Source document
┄┄┄┄┄┄

The nameless narrator tells the reader that he is only nervous, not mad and that he will relate his story, which will defend his insanity while confessing that he has killed an old man (Poe 1983). He swears that he has killed the old man because he feared the old man's pale blue eye. It was not out of passion or the desire for money. He narrates that, every night, he went to the old man's apartment and secretly watched him while asleep. At daytime, he behaved like everything was all right and normal. This happened for a week. After this time, he decided that he should then kill the old man. He arrived at 8:00 PM in the old man's apartment. But the old man woke up and screamed. The narrator, keeping still, came after the old man who sat, frightened. The narrator says that he could understand the old man's fear as he himself has his share of lonely fears in the night. He says that he heard "a dull pounding," which he interprets as the old man's racing and terrified heartbeat. Apprehensive that a neighbor might hear the loud heartbeats, the narrator attacks and murders the old man. Afterwards, he cuts his body parts apart and then hides them under the floorboards in the bedroom. He took extreme caution not to leave even a drop of blood on the floor. He finished his task at 4:00 AM. He heard knocks on the door. It was the police whom the neighbor had called after hearing the old man's scream. He engages the police officers in a friendly and innocent chat, showing them all over the house without behaving suspiciously. He even takes them to the old man's room, sits down and talks with them right there. The policemen are unsuspecting and find everything normal. The narrator behaves comfortably until he hears a "low, thumping sound." He perceives this to be the heartbeat of the old man, dead and in pieces under the floorboards, where they sit and converse. He turns very frantic and goes into a panic. He turns very scared that the policemen might also hear the low thumping that he hears. The officers continue to chat pleasantly and the narrator interprets this as their mockery of his agony with his conscience. He is driven to the edge of madness and confesses to the murder of the old man. He tells them to rip the floorboards up to find his dismembered body (Poe).

┄┄┄┄┄┄

Supplied data
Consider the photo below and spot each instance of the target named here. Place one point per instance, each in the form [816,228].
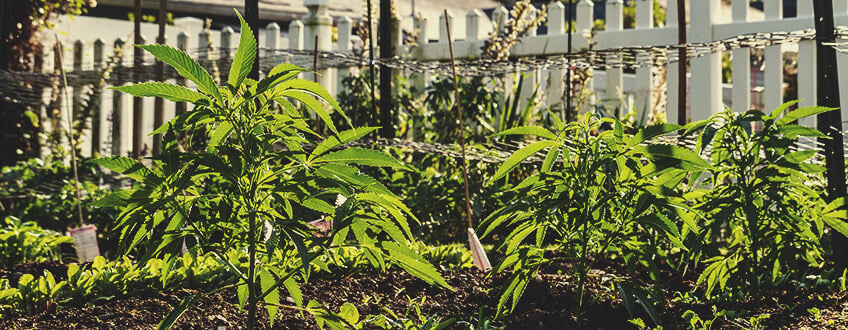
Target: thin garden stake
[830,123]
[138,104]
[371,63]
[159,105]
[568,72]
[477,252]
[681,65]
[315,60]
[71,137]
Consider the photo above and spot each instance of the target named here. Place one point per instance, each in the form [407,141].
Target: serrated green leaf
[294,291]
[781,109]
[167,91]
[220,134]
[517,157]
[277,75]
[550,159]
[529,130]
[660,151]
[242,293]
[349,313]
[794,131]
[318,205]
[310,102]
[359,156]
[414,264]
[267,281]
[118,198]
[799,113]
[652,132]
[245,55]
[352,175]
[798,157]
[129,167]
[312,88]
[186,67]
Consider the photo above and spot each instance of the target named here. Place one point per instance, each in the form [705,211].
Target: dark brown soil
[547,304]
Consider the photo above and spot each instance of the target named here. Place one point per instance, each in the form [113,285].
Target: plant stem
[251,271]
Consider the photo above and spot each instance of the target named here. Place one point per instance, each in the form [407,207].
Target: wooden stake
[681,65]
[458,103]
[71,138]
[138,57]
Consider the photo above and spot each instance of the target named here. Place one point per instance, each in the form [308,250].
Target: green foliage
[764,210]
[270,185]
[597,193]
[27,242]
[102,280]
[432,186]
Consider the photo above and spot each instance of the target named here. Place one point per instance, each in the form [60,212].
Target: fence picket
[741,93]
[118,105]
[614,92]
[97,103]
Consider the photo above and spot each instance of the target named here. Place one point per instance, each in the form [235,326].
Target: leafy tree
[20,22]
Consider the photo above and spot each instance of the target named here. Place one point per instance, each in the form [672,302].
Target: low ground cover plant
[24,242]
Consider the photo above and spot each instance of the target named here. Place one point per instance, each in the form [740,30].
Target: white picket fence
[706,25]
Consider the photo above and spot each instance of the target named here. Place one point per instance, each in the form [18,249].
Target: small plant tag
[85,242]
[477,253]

┄┄┄┄┄┄

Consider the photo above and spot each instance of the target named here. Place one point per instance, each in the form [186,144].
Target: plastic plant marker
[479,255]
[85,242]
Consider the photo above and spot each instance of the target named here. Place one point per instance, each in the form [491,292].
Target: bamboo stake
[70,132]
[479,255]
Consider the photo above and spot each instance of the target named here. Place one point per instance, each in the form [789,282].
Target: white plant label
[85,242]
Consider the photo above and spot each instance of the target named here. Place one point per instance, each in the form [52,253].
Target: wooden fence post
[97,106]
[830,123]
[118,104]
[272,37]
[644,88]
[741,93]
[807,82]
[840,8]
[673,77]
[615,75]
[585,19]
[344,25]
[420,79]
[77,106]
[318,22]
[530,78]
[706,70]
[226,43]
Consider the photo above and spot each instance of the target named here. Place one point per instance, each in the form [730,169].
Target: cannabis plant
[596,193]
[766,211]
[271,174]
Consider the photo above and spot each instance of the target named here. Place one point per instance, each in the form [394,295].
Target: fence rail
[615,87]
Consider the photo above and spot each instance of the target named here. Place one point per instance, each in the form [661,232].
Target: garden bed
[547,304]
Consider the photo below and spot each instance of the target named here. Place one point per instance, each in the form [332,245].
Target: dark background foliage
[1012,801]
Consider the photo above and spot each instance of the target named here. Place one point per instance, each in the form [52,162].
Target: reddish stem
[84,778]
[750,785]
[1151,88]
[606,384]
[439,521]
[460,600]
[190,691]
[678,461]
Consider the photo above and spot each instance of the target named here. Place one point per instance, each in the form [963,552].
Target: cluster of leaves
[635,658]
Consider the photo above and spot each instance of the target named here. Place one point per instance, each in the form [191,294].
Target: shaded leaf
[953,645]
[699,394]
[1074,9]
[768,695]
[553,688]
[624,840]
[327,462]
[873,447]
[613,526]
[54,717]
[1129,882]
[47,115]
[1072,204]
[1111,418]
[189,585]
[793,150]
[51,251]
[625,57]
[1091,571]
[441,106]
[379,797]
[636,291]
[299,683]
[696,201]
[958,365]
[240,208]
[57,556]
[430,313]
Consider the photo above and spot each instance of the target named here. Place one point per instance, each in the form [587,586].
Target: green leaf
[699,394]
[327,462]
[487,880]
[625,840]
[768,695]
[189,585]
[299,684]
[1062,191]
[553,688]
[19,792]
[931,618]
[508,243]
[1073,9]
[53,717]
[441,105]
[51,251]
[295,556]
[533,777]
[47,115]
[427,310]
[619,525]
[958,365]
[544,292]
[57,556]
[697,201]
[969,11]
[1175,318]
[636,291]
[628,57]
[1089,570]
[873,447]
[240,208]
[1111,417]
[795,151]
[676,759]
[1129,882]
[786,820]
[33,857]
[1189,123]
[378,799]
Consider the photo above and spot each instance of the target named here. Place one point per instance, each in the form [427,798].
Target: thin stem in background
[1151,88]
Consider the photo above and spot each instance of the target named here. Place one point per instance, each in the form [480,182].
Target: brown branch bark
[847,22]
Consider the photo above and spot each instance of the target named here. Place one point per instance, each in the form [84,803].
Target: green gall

┄┄┄┄┄┄

Short task
According to the plot summary, what about the old man does the narrator say he feared?

Worked solution
The old man's pale blue eye.